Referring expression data
┏━━

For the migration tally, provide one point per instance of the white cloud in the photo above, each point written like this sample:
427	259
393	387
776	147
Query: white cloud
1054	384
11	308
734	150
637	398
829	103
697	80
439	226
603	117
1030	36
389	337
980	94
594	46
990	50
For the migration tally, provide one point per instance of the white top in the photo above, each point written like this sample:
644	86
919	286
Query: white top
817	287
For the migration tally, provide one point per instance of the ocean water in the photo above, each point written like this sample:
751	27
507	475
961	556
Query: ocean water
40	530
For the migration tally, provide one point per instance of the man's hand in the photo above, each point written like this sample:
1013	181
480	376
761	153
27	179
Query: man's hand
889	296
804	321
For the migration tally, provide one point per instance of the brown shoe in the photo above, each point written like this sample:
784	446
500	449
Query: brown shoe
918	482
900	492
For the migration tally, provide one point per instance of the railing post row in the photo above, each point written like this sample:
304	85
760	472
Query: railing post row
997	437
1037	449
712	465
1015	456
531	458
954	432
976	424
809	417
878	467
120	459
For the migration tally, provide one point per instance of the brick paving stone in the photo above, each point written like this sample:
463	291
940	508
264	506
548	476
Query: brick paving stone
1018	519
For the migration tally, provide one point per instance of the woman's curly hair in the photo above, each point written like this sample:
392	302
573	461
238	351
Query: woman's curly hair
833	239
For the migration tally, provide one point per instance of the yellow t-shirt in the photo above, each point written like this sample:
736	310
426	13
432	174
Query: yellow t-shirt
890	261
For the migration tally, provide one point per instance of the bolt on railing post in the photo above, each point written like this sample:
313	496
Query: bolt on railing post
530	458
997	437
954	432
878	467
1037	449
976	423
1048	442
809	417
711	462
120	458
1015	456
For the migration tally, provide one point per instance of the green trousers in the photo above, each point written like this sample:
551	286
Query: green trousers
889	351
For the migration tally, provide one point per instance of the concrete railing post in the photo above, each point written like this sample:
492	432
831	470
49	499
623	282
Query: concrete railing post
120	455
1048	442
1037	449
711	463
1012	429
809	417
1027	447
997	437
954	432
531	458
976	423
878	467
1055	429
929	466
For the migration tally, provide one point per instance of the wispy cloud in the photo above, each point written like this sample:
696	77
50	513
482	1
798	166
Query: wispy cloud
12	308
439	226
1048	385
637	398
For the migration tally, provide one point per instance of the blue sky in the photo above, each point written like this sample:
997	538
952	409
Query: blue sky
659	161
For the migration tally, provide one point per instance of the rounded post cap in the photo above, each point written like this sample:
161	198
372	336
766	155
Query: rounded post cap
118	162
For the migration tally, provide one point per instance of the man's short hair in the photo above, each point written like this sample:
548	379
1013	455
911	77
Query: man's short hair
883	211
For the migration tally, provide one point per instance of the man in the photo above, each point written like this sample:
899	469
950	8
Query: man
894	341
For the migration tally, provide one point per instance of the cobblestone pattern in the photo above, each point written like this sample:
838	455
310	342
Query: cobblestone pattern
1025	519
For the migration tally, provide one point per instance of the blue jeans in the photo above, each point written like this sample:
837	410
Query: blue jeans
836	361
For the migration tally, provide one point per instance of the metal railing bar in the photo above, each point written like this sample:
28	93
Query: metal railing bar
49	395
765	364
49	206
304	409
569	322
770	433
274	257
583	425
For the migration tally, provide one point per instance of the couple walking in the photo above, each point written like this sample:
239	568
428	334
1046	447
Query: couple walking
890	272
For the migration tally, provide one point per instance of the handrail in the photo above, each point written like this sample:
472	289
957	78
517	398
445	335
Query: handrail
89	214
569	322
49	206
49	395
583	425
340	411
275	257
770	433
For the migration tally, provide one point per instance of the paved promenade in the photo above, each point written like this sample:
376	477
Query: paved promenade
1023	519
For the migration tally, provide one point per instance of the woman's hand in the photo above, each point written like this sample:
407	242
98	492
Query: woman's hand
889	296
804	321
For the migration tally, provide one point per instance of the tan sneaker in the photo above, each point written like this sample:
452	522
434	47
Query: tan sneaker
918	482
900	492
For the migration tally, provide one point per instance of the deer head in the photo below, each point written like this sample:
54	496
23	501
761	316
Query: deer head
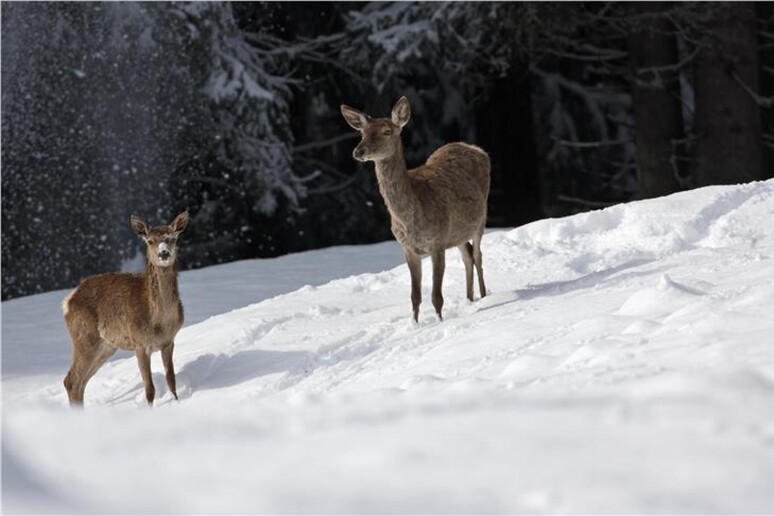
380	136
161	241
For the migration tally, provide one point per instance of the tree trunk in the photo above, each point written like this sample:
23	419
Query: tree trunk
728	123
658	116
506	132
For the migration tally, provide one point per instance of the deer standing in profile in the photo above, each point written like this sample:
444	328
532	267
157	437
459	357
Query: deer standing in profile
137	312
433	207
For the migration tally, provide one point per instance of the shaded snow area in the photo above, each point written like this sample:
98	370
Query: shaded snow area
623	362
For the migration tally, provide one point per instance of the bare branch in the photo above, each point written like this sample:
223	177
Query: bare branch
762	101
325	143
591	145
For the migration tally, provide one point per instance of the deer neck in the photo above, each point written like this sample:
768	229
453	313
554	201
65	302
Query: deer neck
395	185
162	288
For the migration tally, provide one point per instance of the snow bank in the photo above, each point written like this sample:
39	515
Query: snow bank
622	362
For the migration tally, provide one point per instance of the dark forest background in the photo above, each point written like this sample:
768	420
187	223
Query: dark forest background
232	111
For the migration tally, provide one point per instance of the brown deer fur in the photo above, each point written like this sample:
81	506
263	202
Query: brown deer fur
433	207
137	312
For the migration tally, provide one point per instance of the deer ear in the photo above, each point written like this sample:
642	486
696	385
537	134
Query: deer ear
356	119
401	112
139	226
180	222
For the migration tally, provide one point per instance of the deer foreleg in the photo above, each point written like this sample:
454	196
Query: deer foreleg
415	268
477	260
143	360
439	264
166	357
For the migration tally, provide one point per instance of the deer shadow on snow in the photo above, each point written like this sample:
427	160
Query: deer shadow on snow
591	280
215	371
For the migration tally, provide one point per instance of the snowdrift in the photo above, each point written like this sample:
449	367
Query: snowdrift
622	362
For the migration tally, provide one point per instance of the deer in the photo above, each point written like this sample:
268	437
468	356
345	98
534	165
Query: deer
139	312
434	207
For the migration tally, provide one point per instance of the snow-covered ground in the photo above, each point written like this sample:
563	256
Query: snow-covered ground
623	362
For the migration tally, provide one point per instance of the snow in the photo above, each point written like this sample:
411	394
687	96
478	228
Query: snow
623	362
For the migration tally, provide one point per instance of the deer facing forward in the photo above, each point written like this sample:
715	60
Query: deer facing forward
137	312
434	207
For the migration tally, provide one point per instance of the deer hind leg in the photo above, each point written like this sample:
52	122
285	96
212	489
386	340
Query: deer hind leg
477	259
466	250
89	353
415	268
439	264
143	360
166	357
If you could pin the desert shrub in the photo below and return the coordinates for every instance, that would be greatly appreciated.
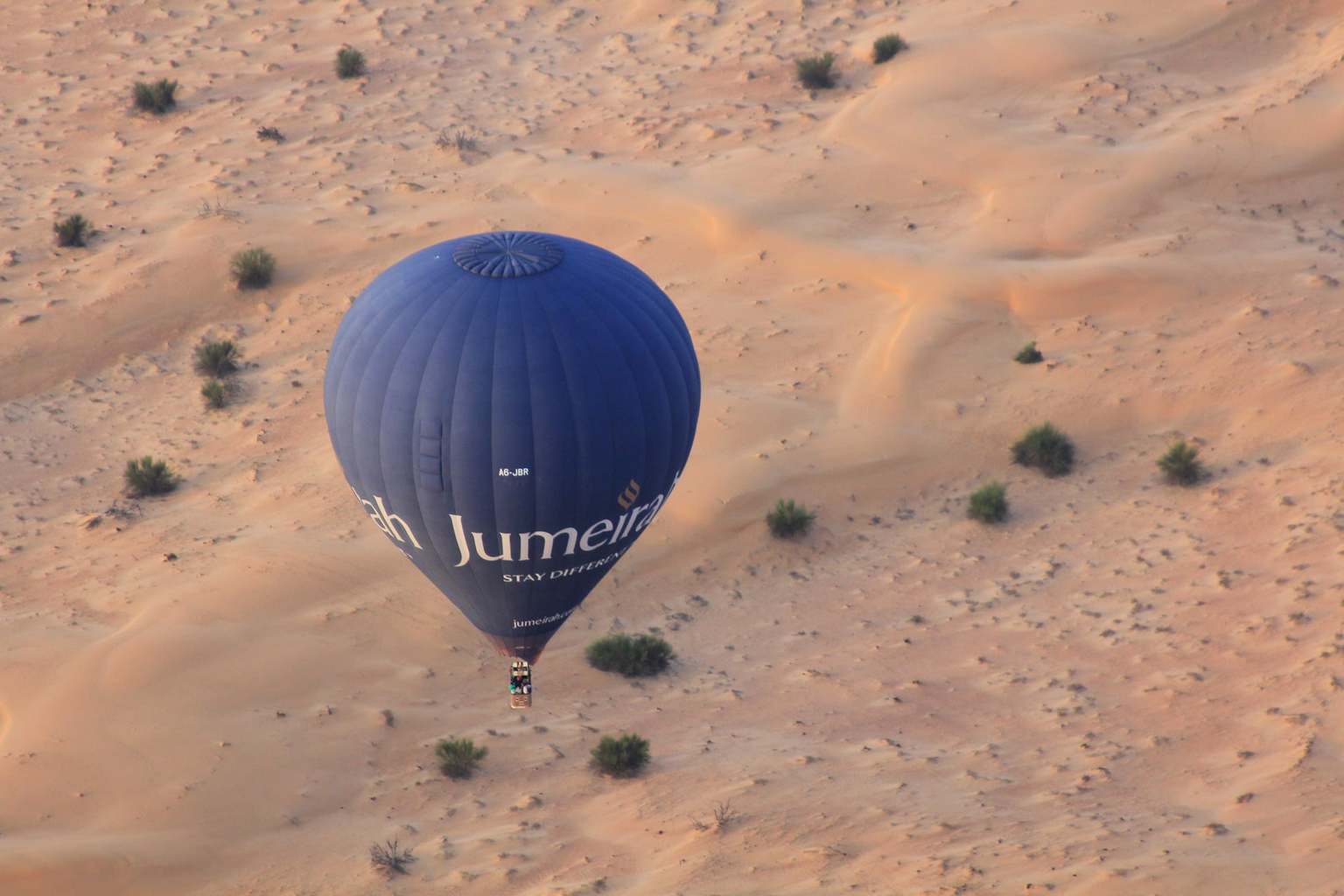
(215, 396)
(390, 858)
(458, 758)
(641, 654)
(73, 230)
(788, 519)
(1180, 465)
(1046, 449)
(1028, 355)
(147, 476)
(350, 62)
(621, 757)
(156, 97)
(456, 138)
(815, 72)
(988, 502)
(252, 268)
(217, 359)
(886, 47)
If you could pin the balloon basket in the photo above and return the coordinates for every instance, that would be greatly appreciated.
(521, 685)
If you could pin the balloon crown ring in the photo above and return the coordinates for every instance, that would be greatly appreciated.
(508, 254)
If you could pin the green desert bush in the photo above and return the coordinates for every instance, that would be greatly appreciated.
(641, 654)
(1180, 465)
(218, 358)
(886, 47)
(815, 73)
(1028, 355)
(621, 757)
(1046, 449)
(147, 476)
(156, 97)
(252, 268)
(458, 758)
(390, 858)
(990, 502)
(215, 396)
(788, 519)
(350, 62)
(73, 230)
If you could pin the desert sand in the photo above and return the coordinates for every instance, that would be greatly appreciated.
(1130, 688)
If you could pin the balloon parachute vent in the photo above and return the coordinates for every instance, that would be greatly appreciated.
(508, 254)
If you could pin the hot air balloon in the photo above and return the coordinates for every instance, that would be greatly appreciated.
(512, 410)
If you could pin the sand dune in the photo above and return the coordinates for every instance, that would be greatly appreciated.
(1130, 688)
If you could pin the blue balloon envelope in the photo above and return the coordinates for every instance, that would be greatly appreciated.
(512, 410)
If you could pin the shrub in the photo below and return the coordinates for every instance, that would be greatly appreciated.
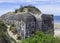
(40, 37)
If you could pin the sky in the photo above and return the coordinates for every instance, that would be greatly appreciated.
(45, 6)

┗━━
┏━━

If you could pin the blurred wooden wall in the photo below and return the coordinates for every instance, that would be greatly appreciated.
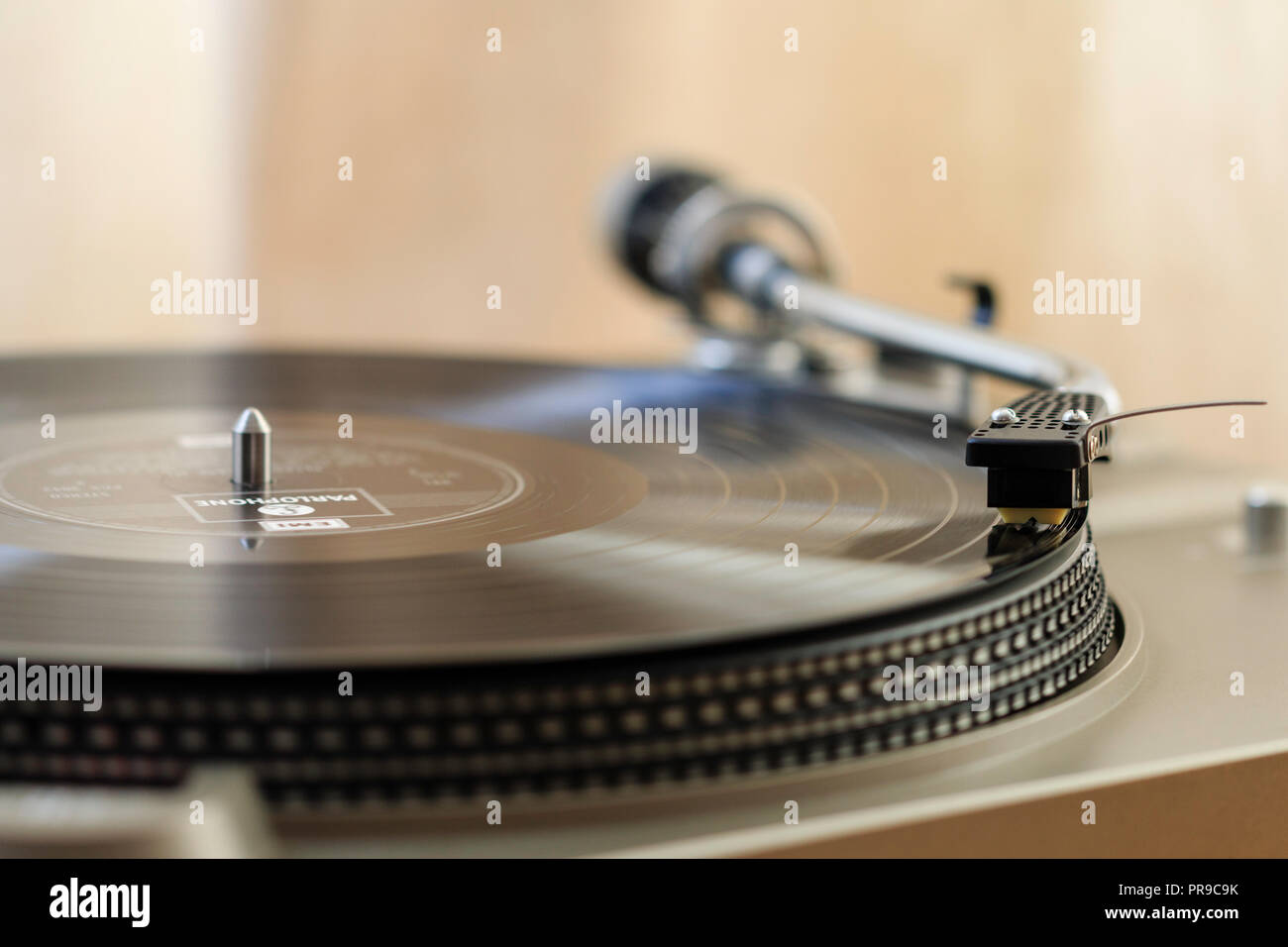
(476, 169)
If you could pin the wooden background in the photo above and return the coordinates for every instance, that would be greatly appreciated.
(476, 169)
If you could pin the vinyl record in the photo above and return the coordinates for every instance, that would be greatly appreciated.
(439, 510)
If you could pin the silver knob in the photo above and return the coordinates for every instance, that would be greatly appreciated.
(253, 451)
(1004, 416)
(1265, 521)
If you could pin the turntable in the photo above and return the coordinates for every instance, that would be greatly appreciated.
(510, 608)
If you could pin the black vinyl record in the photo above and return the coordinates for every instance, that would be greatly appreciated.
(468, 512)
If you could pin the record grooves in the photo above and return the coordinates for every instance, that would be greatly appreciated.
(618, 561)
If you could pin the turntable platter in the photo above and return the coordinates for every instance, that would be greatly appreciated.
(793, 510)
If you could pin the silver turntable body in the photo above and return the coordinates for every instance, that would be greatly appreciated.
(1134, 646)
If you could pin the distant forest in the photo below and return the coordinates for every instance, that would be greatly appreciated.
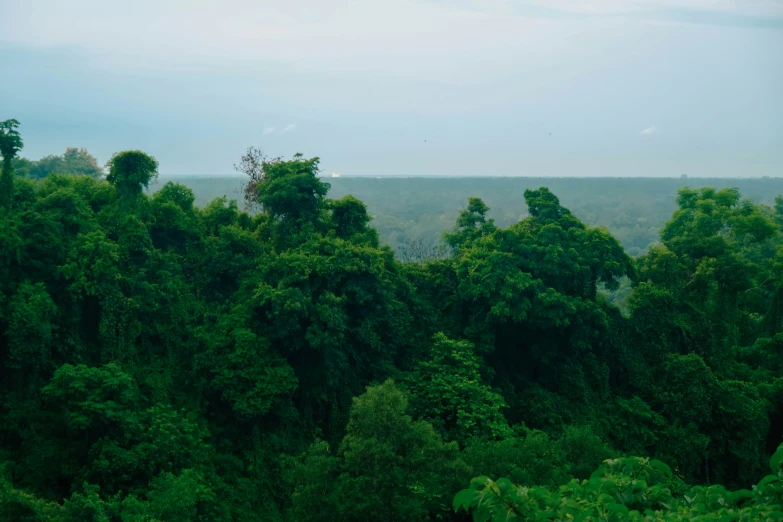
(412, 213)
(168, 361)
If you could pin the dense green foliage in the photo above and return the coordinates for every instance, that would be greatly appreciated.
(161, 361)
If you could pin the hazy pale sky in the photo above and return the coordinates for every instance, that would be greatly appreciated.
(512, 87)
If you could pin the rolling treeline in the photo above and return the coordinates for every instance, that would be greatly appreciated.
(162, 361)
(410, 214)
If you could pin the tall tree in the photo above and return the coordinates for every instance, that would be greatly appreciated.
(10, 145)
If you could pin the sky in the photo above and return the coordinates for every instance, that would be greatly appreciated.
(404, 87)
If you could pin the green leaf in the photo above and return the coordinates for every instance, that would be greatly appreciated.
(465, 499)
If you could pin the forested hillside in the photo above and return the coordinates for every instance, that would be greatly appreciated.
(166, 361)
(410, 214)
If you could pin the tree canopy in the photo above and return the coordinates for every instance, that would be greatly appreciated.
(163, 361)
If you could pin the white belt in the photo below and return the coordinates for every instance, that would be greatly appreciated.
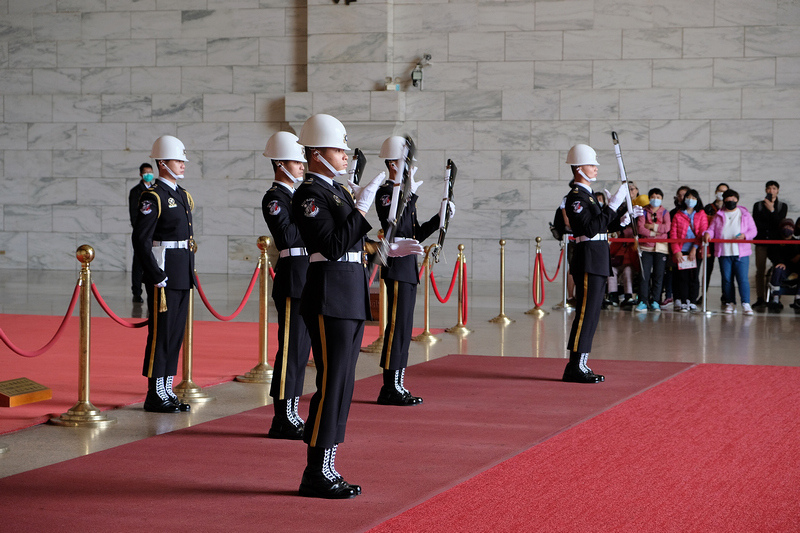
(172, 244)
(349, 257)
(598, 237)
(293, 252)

┗━━
┏━━

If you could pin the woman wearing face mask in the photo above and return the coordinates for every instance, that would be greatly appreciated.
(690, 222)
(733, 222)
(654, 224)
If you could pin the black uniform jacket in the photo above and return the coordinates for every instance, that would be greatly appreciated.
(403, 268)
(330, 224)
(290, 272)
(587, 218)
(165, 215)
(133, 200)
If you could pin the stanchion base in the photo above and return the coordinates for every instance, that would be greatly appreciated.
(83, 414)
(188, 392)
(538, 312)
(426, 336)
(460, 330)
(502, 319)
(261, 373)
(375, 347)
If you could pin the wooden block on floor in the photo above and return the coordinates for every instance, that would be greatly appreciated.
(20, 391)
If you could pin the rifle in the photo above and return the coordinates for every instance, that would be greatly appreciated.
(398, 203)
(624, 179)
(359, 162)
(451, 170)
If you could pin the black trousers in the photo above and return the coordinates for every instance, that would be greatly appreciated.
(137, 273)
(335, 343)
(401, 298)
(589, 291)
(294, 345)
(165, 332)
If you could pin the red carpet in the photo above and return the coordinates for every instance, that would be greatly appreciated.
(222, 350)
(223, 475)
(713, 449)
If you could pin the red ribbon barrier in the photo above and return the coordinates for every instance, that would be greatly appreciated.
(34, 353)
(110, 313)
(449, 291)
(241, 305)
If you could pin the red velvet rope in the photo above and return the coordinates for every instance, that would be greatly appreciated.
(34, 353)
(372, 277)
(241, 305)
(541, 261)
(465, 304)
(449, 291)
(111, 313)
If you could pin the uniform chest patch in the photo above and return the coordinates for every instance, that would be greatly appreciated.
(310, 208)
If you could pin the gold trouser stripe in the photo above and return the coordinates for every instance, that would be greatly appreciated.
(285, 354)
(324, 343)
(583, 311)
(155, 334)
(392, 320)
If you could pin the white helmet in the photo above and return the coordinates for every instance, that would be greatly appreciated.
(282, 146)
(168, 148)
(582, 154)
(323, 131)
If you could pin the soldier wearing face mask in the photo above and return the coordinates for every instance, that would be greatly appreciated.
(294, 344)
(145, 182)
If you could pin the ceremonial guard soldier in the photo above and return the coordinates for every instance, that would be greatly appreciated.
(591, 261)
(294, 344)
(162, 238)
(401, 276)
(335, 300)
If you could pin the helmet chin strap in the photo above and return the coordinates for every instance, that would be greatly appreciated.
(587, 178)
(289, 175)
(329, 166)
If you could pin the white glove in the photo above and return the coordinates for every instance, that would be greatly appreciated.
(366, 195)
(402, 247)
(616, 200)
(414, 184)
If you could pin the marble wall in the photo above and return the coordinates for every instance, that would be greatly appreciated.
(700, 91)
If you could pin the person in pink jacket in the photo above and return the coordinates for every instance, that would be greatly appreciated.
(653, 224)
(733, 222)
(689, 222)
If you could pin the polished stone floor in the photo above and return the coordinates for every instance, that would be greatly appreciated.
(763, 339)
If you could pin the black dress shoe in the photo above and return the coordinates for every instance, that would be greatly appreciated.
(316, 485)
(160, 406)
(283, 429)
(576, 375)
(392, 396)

┗━━

Brief: Above are the entries. Output exactly the lines beginning with the line that has "the white cloud" and ending with the line that has "the man's hand".

Output for this task:
For the migration tally, provide one point per instance of the white cloud in the photo above, each point written like this sample:
427	259
393	387
776	147
Query: white cloud
1054	384
11	308
734	150
637	398
829	103
697	80
439	226
603	117
1030	36
389	337
980	94
594	46
990	50
For the migration tally, provide one point per instance of the white top in the photo above, each point written like this sample:
644	86
919	286
Query: white top
817	287
For the migration tally, provide one point per instance of the ocean water in the photo above, each point written like this sample:
751	27
507	475
961	556
Query: ocean water
40	530
For the migration tally, provide one point per instance of the man's hand in the photo above, each point written like this sample:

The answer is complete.